In the text on Matthew 16:13-20, what district had Jesus come into when he asked his disciples who people said the Son of Man is?

Text for analysis —
▶
Fourteenth Sunday after Pentecost

by Crossings

Matthew 16:13-20
Fourteenth Sunday after Pentecost
Analysis by Kris Wright

13 Now when Jesus came into the district of Caesarea Philippi, he asked his disciples, “Who do people say that the Son of Man is?” 14And they said, “Some say John the Baptist, but others Elijah, and still others Jeremiah or one of the prophets.” 15He said to them, “But who do you say that I am?” 16Simon Peter answered, “You are the Messiah, the Son of the living God.” 17And Jesus answered him, “Blessed are you, Simon son of Jonah! For flesh and blood has not revealed this to you, but my Father in heaven. 18And I tell you, you are Peter, and on this rock I will build my church, and the gates of Hades will not prevail against it. 19I will give you the keys of the kingdom of heaven, and whatever you bind on earth will be bound in heaven, and whatever you loose on earth will be loosed in heaven.” 20Then he sternly ordered the disciples not to tell anyone that he was the Messiah.


Step 1: Initial Diagnosis (External Problem) – Just Guessing
“What’s the buzz?” Jesus asks the disciples. Who do “people” say I am? Well, judging from eye (and ear) witness accounts the consensus seems to be John, Elijah or Jeremiah, some kind of prophet reincarnated. That seems to be a logical conclusion from the perspective of the folk wisdom of the time, but the truth is they don’t know really know who the Son of Man is. They’re just guessing.
◀
Referring expression data
▶
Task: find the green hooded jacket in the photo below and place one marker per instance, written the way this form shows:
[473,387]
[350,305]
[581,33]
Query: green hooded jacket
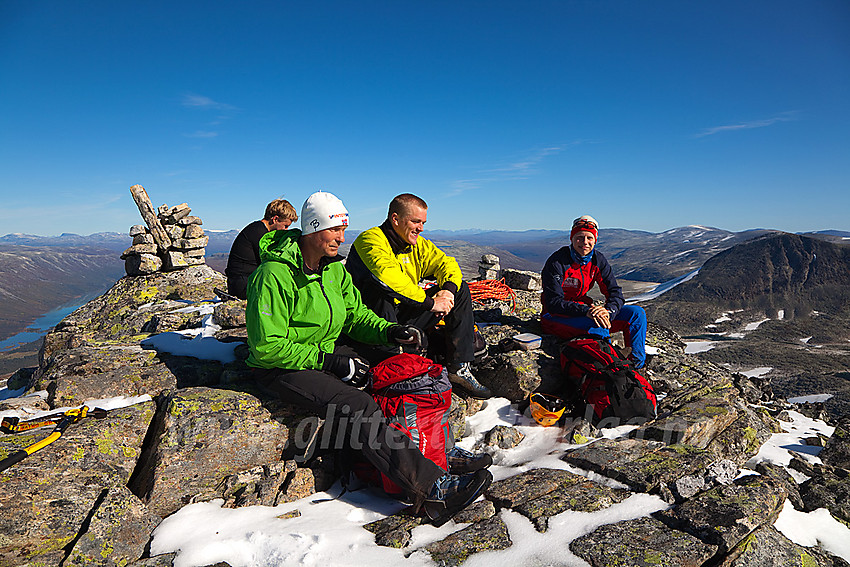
◀
Solution for this exercise — Caesarea Philippi